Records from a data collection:

====

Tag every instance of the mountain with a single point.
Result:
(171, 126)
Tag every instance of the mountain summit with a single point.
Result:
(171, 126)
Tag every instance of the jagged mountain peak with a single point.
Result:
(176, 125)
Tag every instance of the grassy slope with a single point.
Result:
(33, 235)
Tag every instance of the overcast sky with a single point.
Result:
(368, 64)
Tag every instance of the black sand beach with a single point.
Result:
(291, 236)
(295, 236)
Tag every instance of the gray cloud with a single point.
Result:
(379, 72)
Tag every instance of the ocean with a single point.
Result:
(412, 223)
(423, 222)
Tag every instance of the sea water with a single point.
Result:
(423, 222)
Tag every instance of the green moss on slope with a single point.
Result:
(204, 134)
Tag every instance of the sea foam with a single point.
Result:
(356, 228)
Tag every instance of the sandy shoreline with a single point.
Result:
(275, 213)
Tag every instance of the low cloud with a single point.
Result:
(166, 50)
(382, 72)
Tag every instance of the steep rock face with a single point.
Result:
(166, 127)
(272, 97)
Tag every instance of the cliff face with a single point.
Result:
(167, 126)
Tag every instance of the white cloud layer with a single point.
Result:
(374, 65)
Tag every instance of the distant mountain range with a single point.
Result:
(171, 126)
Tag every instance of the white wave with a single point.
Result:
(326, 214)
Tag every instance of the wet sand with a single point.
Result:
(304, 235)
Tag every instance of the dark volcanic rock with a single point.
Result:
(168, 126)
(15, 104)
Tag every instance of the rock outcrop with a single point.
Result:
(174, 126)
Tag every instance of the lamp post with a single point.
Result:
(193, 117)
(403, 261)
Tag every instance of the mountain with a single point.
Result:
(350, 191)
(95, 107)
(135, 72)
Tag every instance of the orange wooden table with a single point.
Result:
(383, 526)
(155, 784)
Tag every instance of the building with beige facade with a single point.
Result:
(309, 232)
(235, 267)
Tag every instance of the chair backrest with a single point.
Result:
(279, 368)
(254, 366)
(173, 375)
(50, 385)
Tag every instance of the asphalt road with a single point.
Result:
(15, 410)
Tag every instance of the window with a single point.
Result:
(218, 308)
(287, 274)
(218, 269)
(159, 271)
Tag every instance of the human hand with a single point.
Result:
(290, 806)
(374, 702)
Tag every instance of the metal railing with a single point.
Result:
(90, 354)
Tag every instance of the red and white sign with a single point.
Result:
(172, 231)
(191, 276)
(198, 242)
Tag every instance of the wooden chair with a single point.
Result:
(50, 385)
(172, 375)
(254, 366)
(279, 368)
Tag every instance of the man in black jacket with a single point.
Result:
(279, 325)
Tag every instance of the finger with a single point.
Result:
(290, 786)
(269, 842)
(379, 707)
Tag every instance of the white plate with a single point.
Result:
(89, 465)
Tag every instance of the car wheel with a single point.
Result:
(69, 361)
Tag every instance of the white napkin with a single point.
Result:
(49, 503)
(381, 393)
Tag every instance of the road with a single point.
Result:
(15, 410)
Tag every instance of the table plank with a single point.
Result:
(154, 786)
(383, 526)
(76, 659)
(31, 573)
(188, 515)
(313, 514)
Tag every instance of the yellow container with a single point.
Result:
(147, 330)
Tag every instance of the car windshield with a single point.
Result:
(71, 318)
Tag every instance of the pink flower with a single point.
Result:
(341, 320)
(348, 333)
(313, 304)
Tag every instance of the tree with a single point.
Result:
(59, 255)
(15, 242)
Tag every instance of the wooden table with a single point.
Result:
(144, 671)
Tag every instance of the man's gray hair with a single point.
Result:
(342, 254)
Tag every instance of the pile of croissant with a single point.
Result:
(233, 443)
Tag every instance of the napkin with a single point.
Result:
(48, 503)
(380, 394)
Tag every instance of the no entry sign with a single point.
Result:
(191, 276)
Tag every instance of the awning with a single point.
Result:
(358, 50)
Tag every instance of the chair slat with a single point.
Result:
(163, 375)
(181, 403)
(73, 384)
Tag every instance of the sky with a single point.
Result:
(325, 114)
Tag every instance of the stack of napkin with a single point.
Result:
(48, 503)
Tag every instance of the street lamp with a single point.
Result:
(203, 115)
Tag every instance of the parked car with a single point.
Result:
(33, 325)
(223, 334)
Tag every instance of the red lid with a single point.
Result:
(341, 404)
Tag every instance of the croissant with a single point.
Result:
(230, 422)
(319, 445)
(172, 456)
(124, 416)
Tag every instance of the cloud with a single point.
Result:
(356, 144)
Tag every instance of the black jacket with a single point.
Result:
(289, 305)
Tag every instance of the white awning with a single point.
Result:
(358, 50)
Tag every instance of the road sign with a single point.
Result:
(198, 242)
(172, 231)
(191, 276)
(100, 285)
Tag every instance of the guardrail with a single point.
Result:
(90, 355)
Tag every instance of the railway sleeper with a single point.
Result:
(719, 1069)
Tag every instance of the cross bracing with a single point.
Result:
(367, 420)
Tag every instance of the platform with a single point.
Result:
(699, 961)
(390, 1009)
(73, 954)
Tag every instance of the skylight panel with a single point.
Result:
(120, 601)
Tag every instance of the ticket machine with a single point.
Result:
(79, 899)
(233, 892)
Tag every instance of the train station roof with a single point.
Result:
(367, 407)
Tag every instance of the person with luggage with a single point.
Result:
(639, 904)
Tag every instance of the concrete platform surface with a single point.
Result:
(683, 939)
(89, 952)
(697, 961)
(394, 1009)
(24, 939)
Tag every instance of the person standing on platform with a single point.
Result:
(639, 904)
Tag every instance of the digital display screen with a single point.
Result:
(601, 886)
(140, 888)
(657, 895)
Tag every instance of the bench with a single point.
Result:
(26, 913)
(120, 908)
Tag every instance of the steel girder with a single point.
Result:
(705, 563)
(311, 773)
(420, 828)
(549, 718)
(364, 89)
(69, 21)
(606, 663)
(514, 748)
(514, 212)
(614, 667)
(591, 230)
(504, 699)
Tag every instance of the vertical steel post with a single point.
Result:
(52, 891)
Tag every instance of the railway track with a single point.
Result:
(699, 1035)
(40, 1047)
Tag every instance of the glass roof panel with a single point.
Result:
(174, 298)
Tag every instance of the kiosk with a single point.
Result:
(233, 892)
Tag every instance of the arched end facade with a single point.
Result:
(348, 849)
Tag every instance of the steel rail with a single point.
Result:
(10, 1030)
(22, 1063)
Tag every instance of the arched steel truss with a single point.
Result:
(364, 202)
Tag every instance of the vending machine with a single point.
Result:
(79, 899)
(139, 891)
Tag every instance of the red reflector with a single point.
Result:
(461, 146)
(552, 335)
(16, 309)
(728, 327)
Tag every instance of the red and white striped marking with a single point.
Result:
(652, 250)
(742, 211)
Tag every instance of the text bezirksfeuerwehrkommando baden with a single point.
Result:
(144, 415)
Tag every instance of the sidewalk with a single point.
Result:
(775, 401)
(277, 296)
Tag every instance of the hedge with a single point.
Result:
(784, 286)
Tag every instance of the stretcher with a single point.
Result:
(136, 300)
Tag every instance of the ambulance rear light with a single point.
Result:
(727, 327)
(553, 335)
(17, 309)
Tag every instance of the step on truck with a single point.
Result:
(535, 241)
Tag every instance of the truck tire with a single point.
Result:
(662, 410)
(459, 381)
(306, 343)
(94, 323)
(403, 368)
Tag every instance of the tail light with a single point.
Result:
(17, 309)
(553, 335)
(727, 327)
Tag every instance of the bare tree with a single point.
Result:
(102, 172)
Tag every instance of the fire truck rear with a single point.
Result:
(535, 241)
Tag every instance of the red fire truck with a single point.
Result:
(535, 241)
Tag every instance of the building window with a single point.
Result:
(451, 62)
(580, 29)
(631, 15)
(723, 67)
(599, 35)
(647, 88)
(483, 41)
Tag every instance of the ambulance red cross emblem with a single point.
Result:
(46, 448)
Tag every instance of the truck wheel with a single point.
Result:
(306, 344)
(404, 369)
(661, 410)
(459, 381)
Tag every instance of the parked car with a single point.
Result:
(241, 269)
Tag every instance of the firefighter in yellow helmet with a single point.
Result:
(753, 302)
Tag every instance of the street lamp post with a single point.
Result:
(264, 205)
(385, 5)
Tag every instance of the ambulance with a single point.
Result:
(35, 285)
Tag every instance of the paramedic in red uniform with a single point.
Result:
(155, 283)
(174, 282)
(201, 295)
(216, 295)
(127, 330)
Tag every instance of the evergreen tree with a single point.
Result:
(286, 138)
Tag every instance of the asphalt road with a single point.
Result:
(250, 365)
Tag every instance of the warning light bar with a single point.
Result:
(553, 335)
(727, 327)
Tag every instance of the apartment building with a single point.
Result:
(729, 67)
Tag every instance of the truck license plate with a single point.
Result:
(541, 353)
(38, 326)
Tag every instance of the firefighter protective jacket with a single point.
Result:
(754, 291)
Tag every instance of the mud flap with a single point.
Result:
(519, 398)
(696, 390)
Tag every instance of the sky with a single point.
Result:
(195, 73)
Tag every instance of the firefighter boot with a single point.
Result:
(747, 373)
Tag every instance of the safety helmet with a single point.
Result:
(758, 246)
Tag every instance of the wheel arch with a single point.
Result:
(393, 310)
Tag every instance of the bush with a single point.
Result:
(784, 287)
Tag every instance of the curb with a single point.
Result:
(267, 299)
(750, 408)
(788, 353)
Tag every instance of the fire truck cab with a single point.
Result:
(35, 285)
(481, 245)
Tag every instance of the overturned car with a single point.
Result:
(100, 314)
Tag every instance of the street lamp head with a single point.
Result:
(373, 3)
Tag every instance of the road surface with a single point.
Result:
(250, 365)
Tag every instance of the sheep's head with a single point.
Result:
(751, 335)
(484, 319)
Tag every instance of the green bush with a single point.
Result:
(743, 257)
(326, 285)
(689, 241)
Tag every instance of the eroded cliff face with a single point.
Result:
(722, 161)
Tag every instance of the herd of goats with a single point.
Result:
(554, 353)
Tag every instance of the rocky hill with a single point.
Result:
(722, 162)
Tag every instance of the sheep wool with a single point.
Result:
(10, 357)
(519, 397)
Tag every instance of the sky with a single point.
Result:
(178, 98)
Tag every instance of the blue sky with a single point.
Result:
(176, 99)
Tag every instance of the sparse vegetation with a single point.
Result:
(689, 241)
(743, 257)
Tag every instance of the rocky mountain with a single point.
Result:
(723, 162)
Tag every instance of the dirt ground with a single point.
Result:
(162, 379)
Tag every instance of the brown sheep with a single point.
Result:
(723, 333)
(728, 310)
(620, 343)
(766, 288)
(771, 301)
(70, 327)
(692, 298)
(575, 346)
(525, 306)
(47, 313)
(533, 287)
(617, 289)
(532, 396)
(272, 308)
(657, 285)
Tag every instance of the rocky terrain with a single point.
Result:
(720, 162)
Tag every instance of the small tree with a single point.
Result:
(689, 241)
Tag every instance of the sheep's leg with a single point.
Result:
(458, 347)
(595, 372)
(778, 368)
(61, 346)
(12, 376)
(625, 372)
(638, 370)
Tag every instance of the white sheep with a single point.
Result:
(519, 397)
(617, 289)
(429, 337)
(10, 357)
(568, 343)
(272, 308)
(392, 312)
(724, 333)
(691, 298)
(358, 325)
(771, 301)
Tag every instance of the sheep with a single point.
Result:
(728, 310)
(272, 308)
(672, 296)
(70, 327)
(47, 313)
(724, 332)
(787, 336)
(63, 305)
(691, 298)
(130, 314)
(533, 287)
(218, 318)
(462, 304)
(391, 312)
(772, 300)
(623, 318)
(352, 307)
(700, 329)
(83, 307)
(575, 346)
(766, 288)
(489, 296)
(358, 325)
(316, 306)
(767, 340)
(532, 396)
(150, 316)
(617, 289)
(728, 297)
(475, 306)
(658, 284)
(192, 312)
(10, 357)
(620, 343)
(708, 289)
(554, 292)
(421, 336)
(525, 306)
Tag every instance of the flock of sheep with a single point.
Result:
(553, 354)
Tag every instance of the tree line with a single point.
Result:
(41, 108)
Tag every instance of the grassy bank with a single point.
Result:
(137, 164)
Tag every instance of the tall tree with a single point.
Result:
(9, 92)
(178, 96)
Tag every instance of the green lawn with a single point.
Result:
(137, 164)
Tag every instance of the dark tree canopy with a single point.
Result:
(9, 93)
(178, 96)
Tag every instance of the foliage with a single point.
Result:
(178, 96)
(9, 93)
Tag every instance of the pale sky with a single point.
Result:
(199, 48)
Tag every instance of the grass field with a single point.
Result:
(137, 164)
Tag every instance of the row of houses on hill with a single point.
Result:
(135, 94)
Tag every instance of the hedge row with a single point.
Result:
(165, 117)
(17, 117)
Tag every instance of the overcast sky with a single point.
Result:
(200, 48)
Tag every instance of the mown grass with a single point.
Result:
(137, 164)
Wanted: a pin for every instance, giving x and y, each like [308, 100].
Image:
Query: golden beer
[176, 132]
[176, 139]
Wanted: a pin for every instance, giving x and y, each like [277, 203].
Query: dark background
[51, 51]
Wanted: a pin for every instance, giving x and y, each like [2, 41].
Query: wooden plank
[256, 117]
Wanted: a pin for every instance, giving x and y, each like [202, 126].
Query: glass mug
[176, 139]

====

Given task: Extract, exactly as they appear, the lines from the one containing "Tag every instance of the sheep with" through the final line.

Output below:
Tag every instance of the sheep with a single point.
Result:
(728, 310)
(272, 308)
(672, 296)
(70, 327)
(47, 313)
(724, 332)
(787, 336)
(63, 305)
(691, 298)
(130, 314)
(533, 287)
(218, 318)
(462, 304)
(391, 312)
(772, 300)
(623, 318)
(352, 307)
(700, 329)
(83, 307)
(575, 346)
(766, 288)
(489, 296)
(358, 325)
(316, 306)
(767, 340)
(532, 396)
(150, 316)
(617, 289)
(728, 297)
(475, 306)
(658, 284)
(192, 312)
(10, 357)
(620, 343)
(708, 289)
(554, 292)
(421, 336)
(525, 306)
Tag every instance of the flock of sheep with a single point.
Result:
(553, 354)
Tag every instance of the tree line with a single point.
Result:
(41, 108)
Tag every instance of the grassy bank with a single point.
Result:
(137, 164)
Tag every instance of the tall tree with a single point.
Result:
(9, 92)
(178, 96)
Tag every instance of the green lawn with a single point.
Result:
(137, 164)
Tag every instance of the dark tree canopy with a single point.
Result:
(9, 93)
(178, 96)
Tag every instance of the foliage with a single point.
Result:
(178, 96)
(9, 93)
Tag every instance of the pale sky with a single point.
Result:
(199, 48)
Tag every instance of the grass field with a single point.
Result:
(137, 164)
Tag every instance of the row of houses on hill with a single point.
Result:
(135, 94)
Tag every instance of the hedge row with a single point.
Result:
(165, 117)
(17, 117)
Tag every instance of the overcast sky with a single point.
Result:
(200, 48)
Tag every instance of the mown grass with a single point.
Result:
(137, 164)
Wanted: a pin for every instance, giving x and y, each like [308, 100].
Image:
Query: golden beer
[176, 132]
[176, 139]
Wanted: a pin for every instance, giving x and y, each like [277, 203].
Query: dark background
[51, 51]
Wanted: a pin for every instance, giving x and y, each like [2, 41].
Query: wooden plank
[256, 117]
Wanted: a pin for every instance, giving x and y, each like [202, 126].
Query: glass mug
[176, 139]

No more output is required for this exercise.